→ Work required:
In the listing that follows, retype every line from the first through the one containing "-- a row prints like pixel 93 111". Pictures are to be left out.

→ Entries supplied:

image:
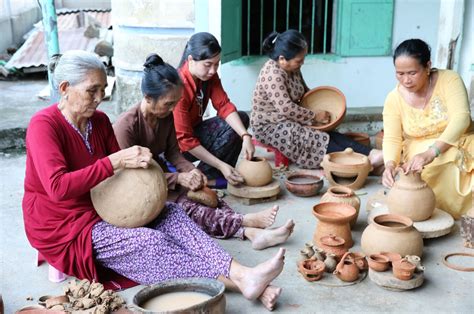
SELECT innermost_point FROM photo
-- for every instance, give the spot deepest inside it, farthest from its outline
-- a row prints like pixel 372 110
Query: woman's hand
pixel 388 176
pixel 247 147
pixel 232 176
pixel 132 157
pixel 193 180
pixel 418 161
pixel 322 117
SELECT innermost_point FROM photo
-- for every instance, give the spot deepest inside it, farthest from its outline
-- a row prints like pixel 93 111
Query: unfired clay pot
pixel 204 196
pixel 345 195
pixel 346 168
pixel 333 218
pixel 256 172
pixel 392 233
pixel 410 196
pixel 131 197
pixel 333 244
pixel 346 269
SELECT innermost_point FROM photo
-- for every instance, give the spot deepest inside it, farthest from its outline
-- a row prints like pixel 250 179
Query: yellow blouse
pixel 445 118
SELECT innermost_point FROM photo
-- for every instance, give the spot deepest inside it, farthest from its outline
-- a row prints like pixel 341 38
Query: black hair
pixel 414 48
pixel 287 44
pixel 158 77
pixel 201 46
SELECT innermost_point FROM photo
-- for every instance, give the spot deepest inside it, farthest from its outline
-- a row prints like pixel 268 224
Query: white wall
pixel 364 81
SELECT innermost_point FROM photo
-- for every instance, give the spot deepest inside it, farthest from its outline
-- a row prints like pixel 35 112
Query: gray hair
pixel 73 66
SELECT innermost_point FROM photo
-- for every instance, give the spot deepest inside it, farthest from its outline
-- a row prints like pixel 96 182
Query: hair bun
pixel 153 60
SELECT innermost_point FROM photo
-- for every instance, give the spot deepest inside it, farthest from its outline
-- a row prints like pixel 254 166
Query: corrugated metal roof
pixel 32 56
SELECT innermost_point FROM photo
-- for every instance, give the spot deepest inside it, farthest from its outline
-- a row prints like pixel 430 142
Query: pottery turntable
pixel 259 186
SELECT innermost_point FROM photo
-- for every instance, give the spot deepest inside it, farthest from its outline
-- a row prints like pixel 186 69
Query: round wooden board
pixel 439 224
pixel 386 280
pixel 269 190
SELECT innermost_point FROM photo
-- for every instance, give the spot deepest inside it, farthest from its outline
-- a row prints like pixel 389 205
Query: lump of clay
pixel 131 197
pixel 204 196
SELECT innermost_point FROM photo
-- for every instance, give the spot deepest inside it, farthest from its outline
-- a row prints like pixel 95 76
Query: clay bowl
pixel 378 262
pixel 214 288
pixel 362 138
pixel 303 183
pixel 329 99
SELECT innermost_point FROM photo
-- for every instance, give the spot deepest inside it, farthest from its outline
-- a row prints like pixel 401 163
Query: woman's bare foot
pixel 264 238
pixel 270 296
pixel 252 282
pixel 262 219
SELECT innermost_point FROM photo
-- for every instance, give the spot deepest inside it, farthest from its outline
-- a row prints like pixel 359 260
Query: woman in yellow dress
pixel 428 128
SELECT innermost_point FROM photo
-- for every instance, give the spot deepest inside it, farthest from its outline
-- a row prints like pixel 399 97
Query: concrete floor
pixel 444 290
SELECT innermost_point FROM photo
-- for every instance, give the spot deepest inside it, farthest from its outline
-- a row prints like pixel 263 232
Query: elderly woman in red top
pixel 217 142
pixel 71 148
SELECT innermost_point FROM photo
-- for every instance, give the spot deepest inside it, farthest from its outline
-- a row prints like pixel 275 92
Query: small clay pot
pixel 392 256
pixel 303 183
pixel 378 262
pixel 256 172
pixel 347 270
pixel 360 260
pixel 205 196
pixel 312 270
pixel 333 244
pixel 403 269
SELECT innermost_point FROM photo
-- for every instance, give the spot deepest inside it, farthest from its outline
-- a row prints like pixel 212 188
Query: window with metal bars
pixel 313 18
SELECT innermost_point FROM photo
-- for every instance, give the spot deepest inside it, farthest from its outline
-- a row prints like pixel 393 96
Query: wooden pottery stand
pixel 438 225
pixel 250 195
pixel 387 280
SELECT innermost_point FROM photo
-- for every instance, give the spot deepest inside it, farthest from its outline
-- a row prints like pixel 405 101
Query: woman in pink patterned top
pixel 277 119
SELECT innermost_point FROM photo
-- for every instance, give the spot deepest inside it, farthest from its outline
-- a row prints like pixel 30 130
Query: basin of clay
pixel 303 183
pixel 187 295
pixel 326 98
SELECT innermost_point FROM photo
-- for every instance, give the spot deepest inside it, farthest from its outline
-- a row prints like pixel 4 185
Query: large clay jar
pixel 410 196
pixel 345 195
pixel 131 197
pixel 256 172
pixel 333 218
pixel 346 168
pixel 392 233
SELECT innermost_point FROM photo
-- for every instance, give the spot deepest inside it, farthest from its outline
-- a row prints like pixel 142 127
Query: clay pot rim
pixel 342 110
pixel 405 221
pixel 332 240
pixel 346 191
pixel 346 212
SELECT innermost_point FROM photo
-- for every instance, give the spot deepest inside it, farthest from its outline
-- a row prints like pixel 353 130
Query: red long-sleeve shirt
pixel 186 113
pixel 60 172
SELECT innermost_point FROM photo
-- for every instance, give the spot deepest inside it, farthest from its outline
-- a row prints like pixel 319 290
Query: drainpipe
pixel 50 25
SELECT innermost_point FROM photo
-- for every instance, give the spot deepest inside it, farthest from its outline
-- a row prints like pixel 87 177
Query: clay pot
pixel 379 140
pixel 256 172
pixel 415 260
pixel 333 244
pixel 303 183
pixel 360 260
pixel 204 196
pixel 392 233
pixel 362 138
pixel 333 219
pixel 346 168
pixel 326 98
pixel 346 269
pixel 410 196
pixel 392 257
pixel 312 270
pixel 131 197
pixel 403 269
pixel 345 195
pixel 378 262
pixel 214 288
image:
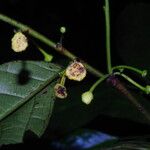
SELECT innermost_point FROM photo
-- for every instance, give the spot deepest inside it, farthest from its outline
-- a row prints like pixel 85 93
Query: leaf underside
pixel 25 106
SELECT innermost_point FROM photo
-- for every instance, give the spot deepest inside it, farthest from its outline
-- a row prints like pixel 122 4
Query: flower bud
pixel 76 71
pixel 60 91
pixel 87 97
pixel 62 30
pixel 19 42
pixel 144 73
pixel 147 89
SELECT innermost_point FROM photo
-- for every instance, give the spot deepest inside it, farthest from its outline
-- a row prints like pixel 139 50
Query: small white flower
pixel 87 97
pixel 62 30
pixel 76 71
pixel 147 89
pixel 19 42
pixel 60 91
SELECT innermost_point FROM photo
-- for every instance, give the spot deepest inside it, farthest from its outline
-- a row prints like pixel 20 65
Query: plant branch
pixel 131 81
pixel 107 22
pixel 141 72
pixel 48 42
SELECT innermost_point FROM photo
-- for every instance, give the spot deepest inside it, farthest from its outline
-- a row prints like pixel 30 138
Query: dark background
pixel 85 37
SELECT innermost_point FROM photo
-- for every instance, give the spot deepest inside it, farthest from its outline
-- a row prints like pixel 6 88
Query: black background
pixel 85 37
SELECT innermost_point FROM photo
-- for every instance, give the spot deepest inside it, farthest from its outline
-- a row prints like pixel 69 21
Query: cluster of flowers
pixel 75 71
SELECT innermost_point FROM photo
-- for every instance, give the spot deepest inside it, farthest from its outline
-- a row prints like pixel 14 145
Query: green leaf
pixel 25 106
pixel 72 113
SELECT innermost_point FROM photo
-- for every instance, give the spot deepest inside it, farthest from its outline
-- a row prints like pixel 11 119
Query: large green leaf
pixel 25 106
pixel 72 113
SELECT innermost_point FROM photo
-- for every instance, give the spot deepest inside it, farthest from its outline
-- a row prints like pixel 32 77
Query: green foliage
pixel 25 106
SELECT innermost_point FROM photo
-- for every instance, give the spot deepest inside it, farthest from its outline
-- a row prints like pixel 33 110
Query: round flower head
pixel 60 91
pixel 62 30
pixel 76 71
pixel 87 97
pixel 19 42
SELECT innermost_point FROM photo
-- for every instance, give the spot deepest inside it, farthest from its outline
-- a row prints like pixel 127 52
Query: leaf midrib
pixel 26 99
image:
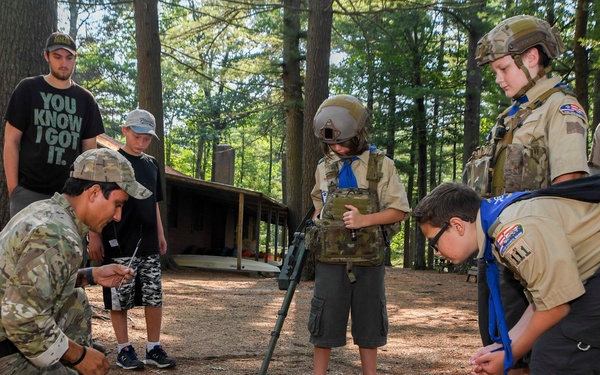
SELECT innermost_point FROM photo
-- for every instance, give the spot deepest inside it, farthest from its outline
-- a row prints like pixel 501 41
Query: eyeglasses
pixel 434 240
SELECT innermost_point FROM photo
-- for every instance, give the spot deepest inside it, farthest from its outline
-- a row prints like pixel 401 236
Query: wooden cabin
pixel 210 218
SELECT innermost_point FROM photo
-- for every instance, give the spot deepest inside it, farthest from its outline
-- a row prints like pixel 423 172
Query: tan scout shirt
pixel 557 125
pixel 390 189
pixel 551 244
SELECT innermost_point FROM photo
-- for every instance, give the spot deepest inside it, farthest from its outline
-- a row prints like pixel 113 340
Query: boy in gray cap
pixel 46 318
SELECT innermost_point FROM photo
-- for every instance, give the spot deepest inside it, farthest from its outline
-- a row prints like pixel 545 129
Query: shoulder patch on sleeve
pixel 573 109
pixel 507 237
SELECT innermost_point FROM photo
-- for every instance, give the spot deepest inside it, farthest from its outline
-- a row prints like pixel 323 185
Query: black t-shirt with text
pixel 54 122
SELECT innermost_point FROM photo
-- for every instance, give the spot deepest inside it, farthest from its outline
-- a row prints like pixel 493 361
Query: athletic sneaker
pixel 158 357
pixel 127 359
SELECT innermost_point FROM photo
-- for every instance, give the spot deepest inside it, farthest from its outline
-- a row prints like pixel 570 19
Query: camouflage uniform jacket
pixel 41 250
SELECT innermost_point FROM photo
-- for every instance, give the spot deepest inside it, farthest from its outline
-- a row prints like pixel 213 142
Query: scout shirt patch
pixel 507 237
pixel 573 109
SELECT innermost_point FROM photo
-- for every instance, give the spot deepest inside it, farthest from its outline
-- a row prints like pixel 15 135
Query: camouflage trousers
pixel 75 320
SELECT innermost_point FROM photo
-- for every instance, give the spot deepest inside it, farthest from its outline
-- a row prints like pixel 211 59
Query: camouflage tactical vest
pixel 331 241
pixel 500 166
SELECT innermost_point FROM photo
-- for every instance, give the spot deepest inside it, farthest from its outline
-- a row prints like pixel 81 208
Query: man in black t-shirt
pixel 50 120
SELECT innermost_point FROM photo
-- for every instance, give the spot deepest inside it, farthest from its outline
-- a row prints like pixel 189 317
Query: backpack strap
pixel 490 209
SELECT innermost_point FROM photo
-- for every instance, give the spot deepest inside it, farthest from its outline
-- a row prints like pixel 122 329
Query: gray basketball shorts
pixel 144 289
pixel 336 299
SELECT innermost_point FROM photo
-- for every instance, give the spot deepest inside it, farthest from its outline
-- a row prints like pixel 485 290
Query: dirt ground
pixel 221 323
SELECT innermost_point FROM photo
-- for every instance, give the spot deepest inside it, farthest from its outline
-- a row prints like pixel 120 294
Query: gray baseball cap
pixel 141 122
pixel 59 40
pixel 105 165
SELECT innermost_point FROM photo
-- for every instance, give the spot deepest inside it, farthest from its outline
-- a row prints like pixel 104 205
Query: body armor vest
pixel 500 166
pixel 331 241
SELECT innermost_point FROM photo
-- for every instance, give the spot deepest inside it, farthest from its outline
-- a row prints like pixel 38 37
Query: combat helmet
pixel 516 35
pixel 513 37
pixel 340 118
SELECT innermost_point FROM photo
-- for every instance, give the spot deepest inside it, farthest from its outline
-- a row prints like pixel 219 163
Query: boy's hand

→ Answer for the task:
image:
SELECT innermost_point FROM photo
-- for every instance, give the spot deepest inside it, farthest from its outline
-- a row prints like pixel 372 110
Query: woman's hand
pixel 388 176
pixel 247 147
pixel 232 176
pixel 132 157
pixel 193 180
pixel 418 161
pixel 322 117
SELECT innermost_point FROM photo
-- for every instance, give the spot deepest inside it, farthest from its outline
-- a row prints like pixel 93 111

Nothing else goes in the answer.